▸ Work required: Count the lines in the items below that contain the word "brick", and give only that number.

▸ Dataset records:
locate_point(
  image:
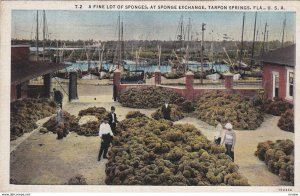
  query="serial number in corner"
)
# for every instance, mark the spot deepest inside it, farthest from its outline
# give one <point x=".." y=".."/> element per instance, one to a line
<point x="285" y="189"/>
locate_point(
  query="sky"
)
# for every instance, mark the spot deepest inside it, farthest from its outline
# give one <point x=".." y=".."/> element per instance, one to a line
<point x="151" y="25"/>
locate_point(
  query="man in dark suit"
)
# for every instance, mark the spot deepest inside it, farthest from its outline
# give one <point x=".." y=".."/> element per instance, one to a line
<point x="58" y="97"/>
<point x="113" y="119"/>
<point x="166" y="111"/>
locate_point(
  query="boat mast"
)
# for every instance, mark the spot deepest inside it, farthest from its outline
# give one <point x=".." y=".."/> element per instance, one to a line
<point x="159" y="55"/>
<point x="267" y="40"/>
<point x="242" y="42"/>
<point x="122" y="43"/>
<point x="263" y="46"/>
<point x="119" y="42"/>
<point x="44" y="33"/>
<point x="37" y="36"/>
<point x="284" y="24"/>
<point x="203" y="29"/>
<point x="252" y="53"/>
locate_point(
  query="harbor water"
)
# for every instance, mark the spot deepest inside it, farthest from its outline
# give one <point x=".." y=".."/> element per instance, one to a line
<point x="164" y="68"/>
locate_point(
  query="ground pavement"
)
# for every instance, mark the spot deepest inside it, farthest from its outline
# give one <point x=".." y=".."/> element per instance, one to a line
<point x="41" y="159"/>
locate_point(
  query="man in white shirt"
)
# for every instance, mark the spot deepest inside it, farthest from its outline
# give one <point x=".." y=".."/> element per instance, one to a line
<point x="105" y="134"/>
<point x="166" y="111"/>
<point x="113" y="119"/>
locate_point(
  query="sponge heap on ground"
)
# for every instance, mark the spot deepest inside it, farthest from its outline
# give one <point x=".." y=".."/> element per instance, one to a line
<point x="149" y="97"/>
<point x="151" y="152"/>
<point x="286" y="121"/>
<point x="24" y="114"/>
<point x="225" y="107"/>
<point x="279" y="157"/>
<point x="176" y="113"/>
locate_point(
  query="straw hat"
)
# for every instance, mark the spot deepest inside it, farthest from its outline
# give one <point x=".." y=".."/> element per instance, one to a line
<point x="228" y="126"/>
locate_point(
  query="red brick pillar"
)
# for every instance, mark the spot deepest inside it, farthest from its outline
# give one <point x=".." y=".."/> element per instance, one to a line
<point x="189" y="79"/>
<point x="47" y="85"/>
<point x="116" y="84"/>
<point x="228" y="81"/>
<point x="157" y="76"/>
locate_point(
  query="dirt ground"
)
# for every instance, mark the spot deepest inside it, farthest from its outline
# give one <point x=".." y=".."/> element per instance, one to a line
<point x="38" y="158"/>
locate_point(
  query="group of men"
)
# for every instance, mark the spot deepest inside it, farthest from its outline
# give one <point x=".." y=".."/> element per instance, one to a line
<point x="228" y="138"/>
<point x="107" y="130"/>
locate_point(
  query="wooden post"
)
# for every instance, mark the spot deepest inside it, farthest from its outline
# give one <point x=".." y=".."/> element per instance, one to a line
<point x="73" y="86"/>
<point x="157" y="76"/>
<point x="228" y="81"/>
<point x="189" y="88"/>
<point x="116" y="83"/>
<point x="47" y="85"/>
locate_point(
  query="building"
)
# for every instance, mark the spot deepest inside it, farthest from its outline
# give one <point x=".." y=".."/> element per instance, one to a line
<point x="23" y="70"/>
<point x="278" y="73"/>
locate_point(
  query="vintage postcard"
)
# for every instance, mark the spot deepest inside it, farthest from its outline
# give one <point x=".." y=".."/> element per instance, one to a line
<point x="149" y="96"/>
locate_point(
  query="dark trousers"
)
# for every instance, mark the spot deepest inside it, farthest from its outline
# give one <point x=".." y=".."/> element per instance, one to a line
<point x="229" y="152"/>
<point x="113" y="128"/>
<point x="104" y="147"/>
<point x="59" y="103"/>
<point x="218" y="140"/>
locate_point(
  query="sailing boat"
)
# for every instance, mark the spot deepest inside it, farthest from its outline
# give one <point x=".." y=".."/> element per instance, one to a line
<point x="117" y="61"/>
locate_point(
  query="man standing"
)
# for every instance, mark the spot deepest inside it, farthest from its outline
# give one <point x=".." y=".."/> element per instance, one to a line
<point x="219" y="132"/>
<point x="60" y="126"/>
<point x="166" y="111"/>
<point x="105" y="134"/>
<point x="229" y="140"/>
<point x="58" y="97"/>
<point x="113" y="119"/>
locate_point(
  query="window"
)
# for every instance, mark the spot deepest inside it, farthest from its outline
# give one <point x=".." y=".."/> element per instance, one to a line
<point x="290" y="84"/>
<point x="275" y="90"/>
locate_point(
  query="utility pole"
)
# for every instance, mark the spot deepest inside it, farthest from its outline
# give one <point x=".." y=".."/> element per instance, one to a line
<point x="203" y="29"/>
<point x="242" y="43"/>
<point x="37" y="36"/>
<point x="44" y="33"/>
<point x="284" y="24"/>
<point x="252" y="53"/>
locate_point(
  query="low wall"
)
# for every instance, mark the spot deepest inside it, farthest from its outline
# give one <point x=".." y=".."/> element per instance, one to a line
<point x="188" y="91"/>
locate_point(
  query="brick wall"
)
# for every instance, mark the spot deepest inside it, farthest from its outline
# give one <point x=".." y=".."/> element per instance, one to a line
<point x="268" y="80"/>
<point x="188" y="91"/>
<point x="19" y="54"/>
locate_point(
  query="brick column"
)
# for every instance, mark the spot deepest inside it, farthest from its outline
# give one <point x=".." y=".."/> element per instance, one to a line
<point x="73" y="86"/>
<point x="189" y="79"/>
<point x="116" y="84"/>
<point x="47" y="85"/>
<point x="157" y="76"/>
<point x="228" y="81"/>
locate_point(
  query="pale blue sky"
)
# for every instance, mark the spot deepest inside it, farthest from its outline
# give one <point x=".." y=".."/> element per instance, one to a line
<point x="149" y="25"/>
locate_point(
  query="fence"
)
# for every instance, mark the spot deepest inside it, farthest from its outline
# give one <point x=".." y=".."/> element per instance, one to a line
<point x="191" y="88"/>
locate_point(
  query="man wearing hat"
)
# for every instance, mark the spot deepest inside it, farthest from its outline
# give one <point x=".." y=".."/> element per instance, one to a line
<point x="166" y="110"/>
<point x="112" y="119"/>
<point x="105" y="134"/>
<point x="229" y="140"/>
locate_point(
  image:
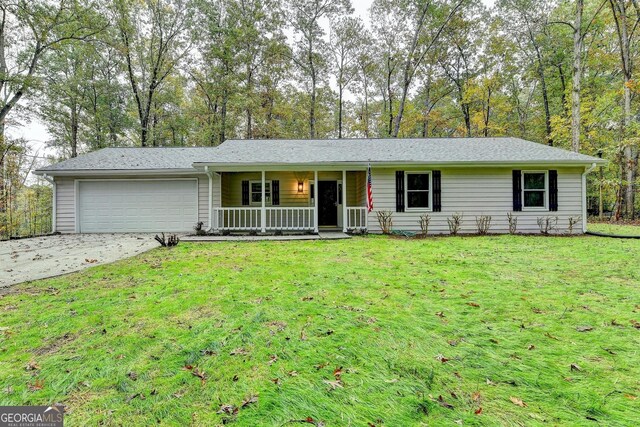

▸ Correct output: 3